→ Problem details: Return every record below exactly; leave out the images.

[Saved entries]
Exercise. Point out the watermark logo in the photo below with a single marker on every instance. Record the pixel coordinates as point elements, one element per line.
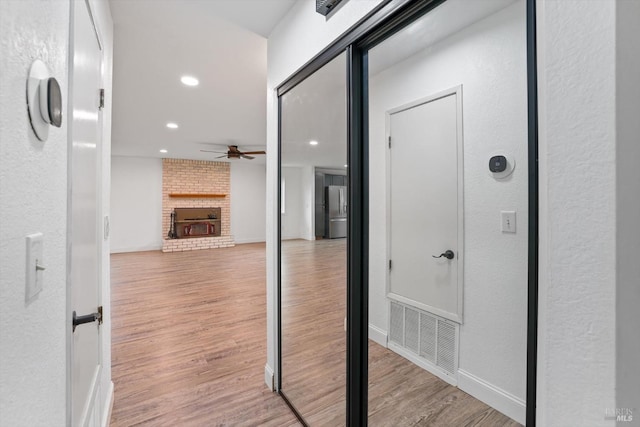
<point>619,414</point>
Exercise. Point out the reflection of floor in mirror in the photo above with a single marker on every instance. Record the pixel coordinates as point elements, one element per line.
<point>188,347</point>
<point>313,335</point>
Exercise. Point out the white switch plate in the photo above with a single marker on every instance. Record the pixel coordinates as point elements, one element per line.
<point>34,275</point>
<point>508,221</point>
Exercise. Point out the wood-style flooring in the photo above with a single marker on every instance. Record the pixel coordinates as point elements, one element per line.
<point>189,345</point>
<point>189,339</point>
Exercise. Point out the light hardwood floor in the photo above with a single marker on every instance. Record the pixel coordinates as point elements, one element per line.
<point>188,346</point>
<point>189,339</point>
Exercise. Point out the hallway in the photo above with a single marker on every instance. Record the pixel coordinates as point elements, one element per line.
<point>188,349</point>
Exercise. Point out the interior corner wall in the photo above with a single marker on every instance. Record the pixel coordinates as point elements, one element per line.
<point>628,207</point>
<point>297,38</point>
<point>33,198</point>
<point>577,212</point>
<point>488,59</point>
<point>136,192</point>
<point>248,202</point>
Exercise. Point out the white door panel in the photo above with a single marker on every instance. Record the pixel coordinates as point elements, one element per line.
<point>425,205</point>
<point>85,129</point>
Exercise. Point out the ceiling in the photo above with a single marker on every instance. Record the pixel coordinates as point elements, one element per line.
<point>222,43</point>
<point>316,108</point>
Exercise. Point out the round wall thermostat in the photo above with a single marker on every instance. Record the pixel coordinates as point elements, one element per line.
<point>501,165</point>
<point>44,100</point>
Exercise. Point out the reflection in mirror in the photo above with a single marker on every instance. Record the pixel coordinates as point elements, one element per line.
<point>447,329</point>
<point>313,245</point>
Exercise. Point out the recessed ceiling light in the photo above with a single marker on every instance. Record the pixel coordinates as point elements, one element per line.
<point>189,80</point>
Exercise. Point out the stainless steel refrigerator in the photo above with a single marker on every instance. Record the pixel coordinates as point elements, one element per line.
<point>336,211</point>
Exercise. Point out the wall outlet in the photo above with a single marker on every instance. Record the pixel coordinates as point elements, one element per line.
<point>508,221</point>
<point>35,268</point>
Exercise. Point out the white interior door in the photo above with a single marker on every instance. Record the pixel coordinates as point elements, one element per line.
<point>83,216</point>
<point>425,162</point>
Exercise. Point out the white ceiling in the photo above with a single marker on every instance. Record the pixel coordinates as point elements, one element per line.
<point>222,43</point>
<point>316,108</point>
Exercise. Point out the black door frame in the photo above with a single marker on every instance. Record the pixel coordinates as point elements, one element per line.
<point>383,21</point>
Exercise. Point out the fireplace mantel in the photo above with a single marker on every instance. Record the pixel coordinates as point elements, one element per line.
<point>197,195</point>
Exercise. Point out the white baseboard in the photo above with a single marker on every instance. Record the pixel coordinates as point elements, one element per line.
<point>493,396</point>
<point>435,370</point>
<point>378,335</point>
<point>106,419</point>
<point>143,248</point>
<point>250,240</point>
<point>269,377</point>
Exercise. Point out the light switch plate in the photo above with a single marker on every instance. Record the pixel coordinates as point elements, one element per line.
<point>35,271</point>
<point>508,221</point>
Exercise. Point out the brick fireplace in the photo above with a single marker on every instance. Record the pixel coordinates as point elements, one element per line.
<point>203,188</point>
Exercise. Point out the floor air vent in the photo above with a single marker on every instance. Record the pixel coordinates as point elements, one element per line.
<point>424,338</point>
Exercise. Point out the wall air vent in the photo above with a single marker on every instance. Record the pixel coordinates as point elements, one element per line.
<point>324,7</point>
<point>427,340</point>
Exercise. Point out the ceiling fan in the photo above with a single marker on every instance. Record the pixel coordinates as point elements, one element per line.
<point>234,153</point>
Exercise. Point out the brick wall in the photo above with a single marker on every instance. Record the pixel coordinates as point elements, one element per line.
<point>196,177</point>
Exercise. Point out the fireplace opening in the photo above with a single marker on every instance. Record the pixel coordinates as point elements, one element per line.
<point>195,222</point>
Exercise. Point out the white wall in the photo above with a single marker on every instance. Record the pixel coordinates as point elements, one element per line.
<point>300,35</point>
<point>292,219</point>
<point>577,313</point>
<point>628,206</point>
<point>33,198</point>
<point>489,60</point>
<point>248,202</point>
<point>136,193</point>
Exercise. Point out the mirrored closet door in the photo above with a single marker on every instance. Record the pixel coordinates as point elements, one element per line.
<point>313,245</point>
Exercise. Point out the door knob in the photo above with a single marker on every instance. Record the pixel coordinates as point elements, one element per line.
<point>88,318</point>
<point>448,254</point>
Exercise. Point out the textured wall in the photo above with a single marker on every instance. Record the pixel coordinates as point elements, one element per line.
<point>33,198</point>
<point>196,177</point>
<point>248,193</point>
<point>136,191</point>
<point>488,59</point>
<point>628,206</point>
<point>576,362</point>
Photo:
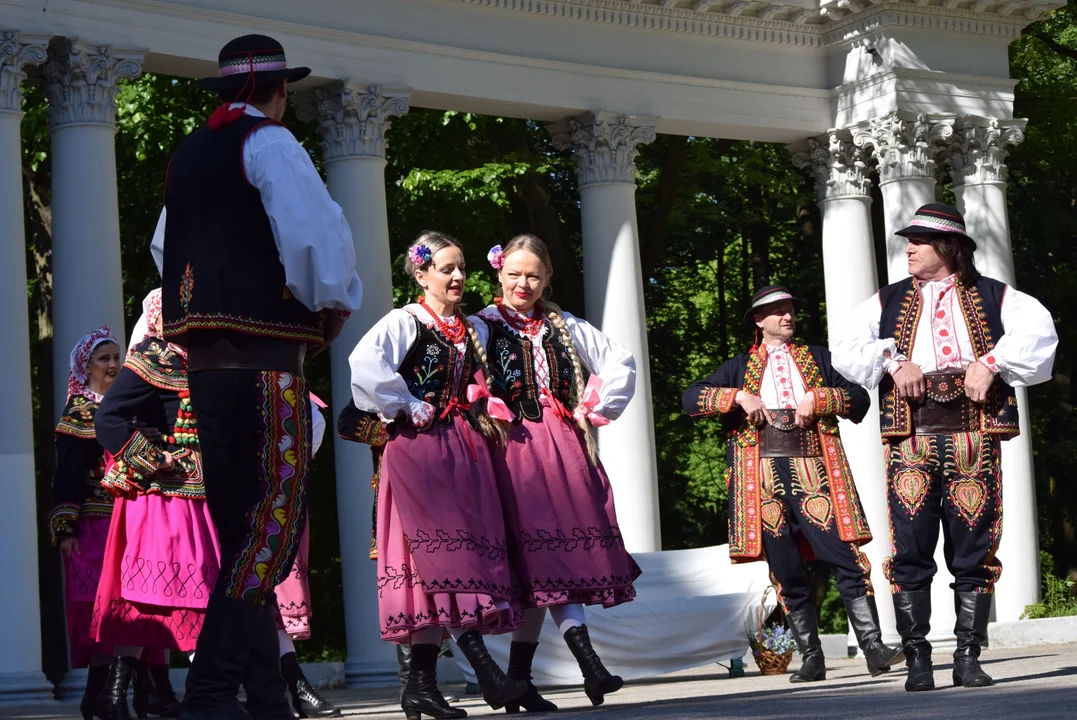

→ Answer to the problem:
Exercise. Point out the watermark logo in the photo below with a single marker on every instance. Record the pixel coordinates as point elements, one element per line.
<point>619,414</point>
Exercise. Point out the reflection of floor in mirror in the photo above with a single marker on every instance. Record the pixel coordinates as point elements, one element per line.
<point>188,347</point>
<point>313,335</point>
Exercise. Point out the white switch plate in the photo above with a single marker on every instance. Record the pixel coordinates as point elements, one element per line.
<point>34,275</point>
<point>508,221</point>
Exercise. Point out the wood-style flooring in the photo above with a single marker on every instance. Record the pixel coordinates as point elements, one element per line.
<point>189,345</point>
<point>189,339</point>
Exercise. Point out the light hardwood floor in the photo above with a single marker on every instance. Record the pixel coordinates as point elements, one element per line.
<point>188,346</point>
<point>189,339</point>
Exercise. Point out the hallway in the photo above with a single marker on every instance. Record the pixel coordinates as point elements, one element per line.
<point>188,349</point>
Exercise. Point out the interior corner wall in the photo above with a single marker on every instance. Record the pixel coordinates as point elements, one element per line.
<point>628,207</point>
<point>297,38</point>
<point>33,198</point>
<point>577,212</point>
<point>488,59</point>
<point>136,192</point>
<point>248,202</point>
Exercise. Point out the white door panel in the photo above with a single marker on every instance. Record the pixel coordinates as point elements, one element per line.
<point>425,205</point>
<point>85,129</point>
Exercise. Point out the ceiling in the photo above with a single marker on every instance. Record the pixel coordinates as point elements, one element per line.
<point>222,43</point>
<point>316,108</point>
Exercise. Point out the round wall thermostat in the photo above with a single marker on every instance. Record the pixel coordinates as point elements, one element per line.
<point>501,165</point>
<point>44,100</point>
Exercise. Point out the reflection in mirror in the photo above with a single marker on every instance. Record the pixel coordinates as point elements, one element per line.
<point>447,329</point>
<point>313,245</point>
Exercise. Point out the recessed ceiling light in the photo above with a single marker on every instance. Record the pixel coordinates as point elements, one element per line.
<point>189,80</point>
Exercise. Point out the stainless steel refrigerator in the photo above with a single marker on every instance. Record the pixel coordinates as point elements, one element per line.
<point>336,211</point>
Exercise. Point out the wall outlet in the photo above with a single marker on every instance. Record the pixel coordinates as point elements, one element per line.
<point>508,221</point>
<point>35,268</point>
Exercise. Point out the white interior door in the photo above with a single marker on every instance. Record the pixel coordinates as point elements, one element per line.
<point>83,216</point>
<point>425,162</point>
Exercise. Point out the white ceiling in the photo above with a single marker on every instance. Record the pixel coordinates as point elements, one element per line.
<point>222,43</point>
<point>316,108</point>
Exercise. Point out the black door frame in the photo above with a single marker on every instance. Record the pixel coordinates as point elements, one element per line.
<point>383,21</point>
Exercise. Point out the fireplace mantel in the photo above with a single marker on every instance. Record the pixel coordinates as point elements, one element per line.
<point>197,195</point>
Exercise. Point out the white baseboard in the photo above with a single marker on every instance. Record the pixel coordinates as point elements, one element per line.
<point>493,396</point>
<point>435,370</point>
<point>378,335</point>
<point>106,419</point>
<point>143,248</point>
<point>250,240</point>
<point>269,377</point>
Exercise. Point out the light switch plate in the photo above with a single marker on every instance. Record the pixel coordinates as point elements, one element per line.
<point>35,271</point>
<point>508,221</point>
Exercise. Point out the brick fireplace in the photo above with a single marker on every instance. Record the pixel coordinates as point elements, one element per line.
<point>203,188</point>
Exercise. Point out the floor air vent in the photo above with a single marker on every instance. Record the pixel coordinates as point elements, one element per line.
<point>424,338</point>
Exercise. Point out the wall air vent in the photo above with a single marker on every instance. Record the pixel coordinates as point elements, one element per line.
<point>324,7</point>
<point>427,340</point>
Exercise. Point out the ceiling fan in the photo above with a single marker on every instance. Record the pixel coordinates as point elements, one element per line.
<point>234,153</point>
Exercise. Point out the brick wall in the photo above with a single marker on every instance. Record the pixel coordinates as point elements, one element per line.
<point>196,177</point>
Exercise. Point out the fireplace opening in the photo above with a single marker on every instance. Record the pixel coordinates as point elements, one element per line.
<point>195,222</point>
Exercise. Point out the white wall in the photo above with a single marker on every instance. Record the pixel coordinates as point elements, one element per line.
<point>300,35</point>
<point>292,219</point>
<point>577,313</point>
<point>628,206</point>
<point>33,198</point>
<point>489,60</point>
<point>248,202</point>
<point>136,193</point>
Exercise. Point out the mirrored closet door in the photo above with a single marker on every instance. Record the pixel coordinates as point elements, one element per line.
<point>313,245</point>
Exercise. Point out the door knob in the photo above with a single marker on every instance. Record the pixel coordinates as point elements, one element per line.
<point>88,318</point>
<point>448,254</point>
Exercise. Point out the textured wall in the photo above with a single marker on every instance. Record the pixel coordinates as point elements, one element per line.
<point>33,198</point>
<point>196,177</point>
<point>248,193</point>
<point>136,191</point>
<point>488,59</point>
<point>628,206</point>
<point>576,362</point>
Photo:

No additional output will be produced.